» What is needed:
Gather every line of the entries that includes the word "cathedral".

» Data for this task:

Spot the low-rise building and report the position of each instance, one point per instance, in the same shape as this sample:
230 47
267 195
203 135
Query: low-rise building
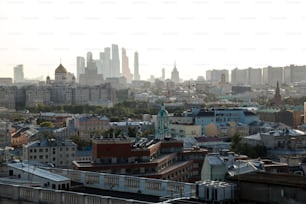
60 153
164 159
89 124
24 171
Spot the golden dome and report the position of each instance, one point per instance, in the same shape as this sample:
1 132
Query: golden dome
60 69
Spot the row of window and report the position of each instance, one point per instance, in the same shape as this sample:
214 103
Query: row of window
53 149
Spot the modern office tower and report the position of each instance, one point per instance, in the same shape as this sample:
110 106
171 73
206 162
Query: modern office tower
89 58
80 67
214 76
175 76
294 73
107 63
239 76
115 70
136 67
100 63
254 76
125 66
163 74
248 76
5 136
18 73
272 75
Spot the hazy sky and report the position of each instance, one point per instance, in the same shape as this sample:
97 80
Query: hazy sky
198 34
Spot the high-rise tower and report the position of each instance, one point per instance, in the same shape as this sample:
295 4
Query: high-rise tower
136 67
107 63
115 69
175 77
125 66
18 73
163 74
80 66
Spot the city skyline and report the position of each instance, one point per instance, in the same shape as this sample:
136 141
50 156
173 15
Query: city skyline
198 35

...

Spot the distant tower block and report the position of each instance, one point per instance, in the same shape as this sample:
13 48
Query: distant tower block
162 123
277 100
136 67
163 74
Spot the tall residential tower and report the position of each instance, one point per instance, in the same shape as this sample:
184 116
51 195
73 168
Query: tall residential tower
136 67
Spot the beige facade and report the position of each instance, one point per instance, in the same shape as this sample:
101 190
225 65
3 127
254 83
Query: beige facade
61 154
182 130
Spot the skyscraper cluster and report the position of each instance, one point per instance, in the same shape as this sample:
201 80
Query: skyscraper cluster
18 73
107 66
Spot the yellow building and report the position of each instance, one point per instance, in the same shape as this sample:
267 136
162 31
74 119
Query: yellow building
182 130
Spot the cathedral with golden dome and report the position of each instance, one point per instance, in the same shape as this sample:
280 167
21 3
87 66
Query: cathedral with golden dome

» Answer box:
Spot the cathedral with golden dome and report the position of each instance, one point per instance, in the same shape as this sample:
Query: cathedral with golden dome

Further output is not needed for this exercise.